# DIRECTIONS
What lines of the data below hold "horse"? Show them.

# RECORDS SHOWN
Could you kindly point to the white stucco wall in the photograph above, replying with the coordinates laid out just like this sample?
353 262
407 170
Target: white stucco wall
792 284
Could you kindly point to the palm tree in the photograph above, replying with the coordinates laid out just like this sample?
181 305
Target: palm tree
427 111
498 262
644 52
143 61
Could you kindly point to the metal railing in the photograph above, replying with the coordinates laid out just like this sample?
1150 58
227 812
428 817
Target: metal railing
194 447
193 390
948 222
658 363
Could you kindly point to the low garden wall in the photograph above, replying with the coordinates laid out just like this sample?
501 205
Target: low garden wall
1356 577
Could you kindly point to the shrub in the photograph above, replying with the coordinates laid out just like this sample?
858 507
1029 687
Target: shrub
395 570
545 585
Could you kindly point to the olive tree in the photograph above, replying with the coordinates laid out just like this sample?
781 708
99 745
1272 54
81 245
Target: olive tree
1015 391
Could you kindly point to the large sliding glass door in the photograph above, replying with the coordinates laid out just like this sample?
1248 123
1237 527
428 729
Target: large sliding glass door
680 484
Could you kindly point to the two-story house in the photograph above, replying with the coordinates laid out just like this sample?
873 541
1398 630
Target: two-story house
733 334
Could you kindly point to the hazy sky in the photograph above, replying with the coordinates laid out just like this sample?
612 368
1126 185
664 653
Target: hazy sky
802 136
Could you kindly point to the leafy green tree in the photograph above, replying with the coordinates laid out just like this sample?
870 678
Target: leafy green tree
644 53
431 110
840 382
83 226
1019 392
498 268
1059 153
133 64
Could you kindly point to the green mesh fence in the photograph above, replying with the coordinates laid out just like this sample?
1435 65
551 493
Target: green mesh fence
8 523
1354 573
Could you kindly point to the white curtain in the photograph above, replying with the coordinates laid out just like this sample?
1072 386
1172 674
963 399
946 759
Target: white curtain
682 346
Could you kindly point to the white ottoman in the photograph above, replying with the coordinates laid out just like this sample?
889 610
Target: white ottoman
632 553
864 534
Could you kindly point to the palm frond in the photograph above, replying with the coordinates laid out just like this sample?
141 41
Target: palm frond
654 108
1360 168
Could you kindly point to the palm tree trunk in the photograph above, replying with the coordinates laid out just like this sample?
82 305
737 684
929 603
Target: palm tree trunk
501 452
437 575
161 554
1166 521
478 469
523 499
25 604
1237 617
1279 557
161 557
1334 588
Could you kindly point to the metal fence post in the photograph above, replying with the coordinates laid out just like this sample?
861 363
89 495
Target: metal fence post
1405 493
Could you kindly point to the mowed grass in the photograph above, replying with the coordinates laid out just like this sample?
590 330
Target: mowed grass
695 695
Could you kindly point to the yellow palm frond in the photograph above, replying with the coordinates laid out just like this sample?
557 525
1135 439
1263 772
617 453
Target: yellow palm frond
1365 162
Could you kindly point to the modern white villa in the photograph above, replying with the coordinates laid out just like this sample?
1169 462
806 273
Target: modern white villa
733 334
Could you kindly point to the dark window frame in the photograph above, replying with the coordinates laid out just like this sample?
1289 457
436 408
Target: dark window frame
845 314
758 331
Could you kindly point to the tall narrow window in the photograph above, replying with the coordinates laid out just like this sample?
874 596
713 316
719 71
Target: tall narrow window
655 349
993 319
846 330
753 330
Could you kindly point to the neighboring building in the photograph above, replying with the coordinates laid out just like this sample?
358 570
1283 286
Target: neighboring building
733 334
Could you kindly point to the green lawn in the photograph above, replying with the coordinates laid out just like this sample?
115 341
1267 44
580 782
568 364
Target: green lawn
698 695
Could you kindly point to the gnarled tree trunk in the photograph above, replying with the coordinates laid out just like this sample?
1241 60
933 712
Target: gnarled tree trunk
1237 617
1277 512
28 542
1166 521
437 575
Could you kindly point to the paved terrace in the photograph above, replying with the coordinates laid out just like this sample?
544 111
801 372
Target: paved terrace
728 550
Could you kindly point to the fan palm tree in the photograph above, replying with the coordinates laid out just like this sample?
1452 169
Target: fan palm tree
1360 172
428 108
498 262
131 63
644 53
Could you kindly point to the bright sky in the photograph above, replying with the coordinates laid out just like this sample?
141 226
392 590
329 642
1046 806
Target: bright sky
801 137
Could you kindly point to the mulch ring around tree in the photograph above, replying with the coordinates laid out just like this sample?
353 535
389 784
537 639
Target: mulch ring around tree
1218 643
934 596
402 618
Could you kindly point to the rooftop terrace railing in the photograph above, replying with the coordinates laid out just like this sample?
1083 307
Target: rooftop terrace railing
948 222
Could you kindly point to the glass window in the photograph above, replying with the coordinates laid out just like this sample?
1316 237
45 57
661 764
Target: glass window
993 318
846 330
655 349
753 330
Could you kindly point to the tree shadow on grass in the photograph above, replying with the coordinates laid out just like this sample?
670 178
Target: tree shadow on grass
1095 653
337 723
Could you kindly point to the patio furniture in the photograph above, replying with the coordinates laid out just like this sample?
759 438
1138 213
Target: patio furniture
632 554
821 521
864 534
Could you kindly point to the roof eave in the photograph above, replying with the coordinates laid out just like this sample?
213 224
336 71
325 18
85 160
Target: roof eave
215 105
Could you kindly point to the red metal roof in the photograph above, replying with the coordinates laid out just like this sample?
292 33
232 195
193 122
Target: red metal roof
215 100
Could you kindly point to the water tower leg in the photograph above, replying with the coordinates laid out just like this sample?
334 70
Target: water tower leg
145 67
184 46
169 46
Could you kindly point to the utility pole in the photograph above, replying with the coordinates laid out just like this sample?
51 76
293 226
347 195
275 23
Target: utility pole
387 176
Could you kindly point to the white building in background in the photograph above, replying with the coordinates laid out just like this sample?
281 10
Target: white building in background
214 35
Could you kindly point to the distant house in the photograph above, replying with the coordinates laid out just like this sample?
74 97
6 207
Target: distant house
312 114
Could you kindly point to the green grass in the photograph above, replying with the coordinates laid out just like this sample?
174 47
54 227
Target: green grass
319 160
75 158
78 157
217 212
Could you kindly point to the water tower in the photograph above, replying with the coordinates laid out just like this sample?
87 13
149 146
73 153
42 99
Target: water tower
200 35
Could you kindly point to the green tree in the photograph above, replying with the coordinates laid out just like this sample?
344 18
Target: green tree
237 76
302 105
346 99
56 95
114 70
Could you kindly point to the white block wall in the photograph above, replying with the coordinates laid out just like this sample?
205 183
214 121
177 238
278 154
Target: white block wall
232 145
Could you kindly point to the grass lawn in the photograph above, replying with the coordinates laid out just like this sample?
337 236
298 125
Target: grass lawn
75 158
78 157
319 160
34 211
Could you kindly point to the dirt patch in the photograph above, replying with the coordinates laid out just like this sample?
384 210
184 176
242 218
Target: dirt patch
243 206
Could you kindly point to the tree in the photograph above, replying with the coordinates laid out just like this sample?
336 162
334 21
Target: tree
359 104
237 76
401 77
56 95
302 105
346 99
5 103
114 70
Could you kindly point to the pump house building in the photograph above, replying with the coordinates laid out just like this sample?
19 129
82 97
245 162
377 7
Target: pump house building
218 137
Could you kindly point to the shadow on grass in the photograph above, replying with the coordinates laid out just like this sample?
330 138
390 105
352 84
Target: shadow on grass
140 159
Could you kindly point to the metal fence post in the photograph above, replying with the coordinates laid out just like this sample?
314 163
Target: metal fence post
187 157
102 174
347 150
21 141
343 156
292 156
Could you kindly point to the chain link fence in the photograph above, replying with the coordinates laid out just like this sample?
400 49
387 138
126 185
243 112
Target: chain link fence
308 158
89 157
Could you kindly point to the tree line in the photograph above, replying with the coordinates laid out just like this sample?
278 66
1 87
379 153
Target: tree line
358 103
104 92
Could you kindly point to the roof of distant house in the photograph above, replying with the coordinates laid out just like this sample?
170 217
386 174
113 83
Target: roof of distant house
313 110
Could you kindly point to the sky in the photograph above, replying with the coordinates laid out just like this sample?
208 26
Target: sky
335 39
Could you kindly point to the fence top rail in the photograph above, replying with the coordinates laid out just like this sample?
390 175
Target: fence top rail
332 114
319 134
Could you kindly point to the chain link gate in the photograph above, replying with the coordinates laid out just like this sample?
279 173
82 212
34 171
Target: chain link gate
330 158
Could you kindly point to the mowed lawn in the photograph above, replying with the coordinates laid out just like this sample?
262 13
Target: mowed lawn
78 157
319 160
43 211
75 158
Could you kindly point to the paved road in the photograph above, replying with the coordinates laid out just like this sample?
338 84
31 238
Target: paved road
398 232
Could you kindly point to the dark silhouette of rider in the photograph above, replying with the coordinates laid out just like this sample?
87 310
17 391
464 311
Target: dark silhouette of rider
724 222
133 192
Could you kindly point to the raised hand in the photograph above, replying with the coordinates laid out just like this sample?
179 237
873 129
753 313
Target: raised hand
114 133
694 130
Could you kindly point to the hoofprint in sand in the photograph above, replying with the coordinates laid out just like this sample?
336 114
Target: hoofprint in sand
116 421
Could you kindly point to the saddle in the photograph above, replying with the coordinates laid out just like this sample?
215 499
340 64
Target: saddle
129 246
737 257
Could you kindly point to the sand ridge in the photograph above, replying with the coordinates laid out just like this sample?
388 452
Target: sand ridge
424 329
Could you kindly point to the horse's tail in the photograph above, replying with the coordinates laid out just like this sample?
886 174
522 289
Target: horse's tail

# REPLY TO THE TASK
Could you kindly point to the horse's tail in the photograph above, replying with the coordinates laid out just like this sample?
Target: horse's tail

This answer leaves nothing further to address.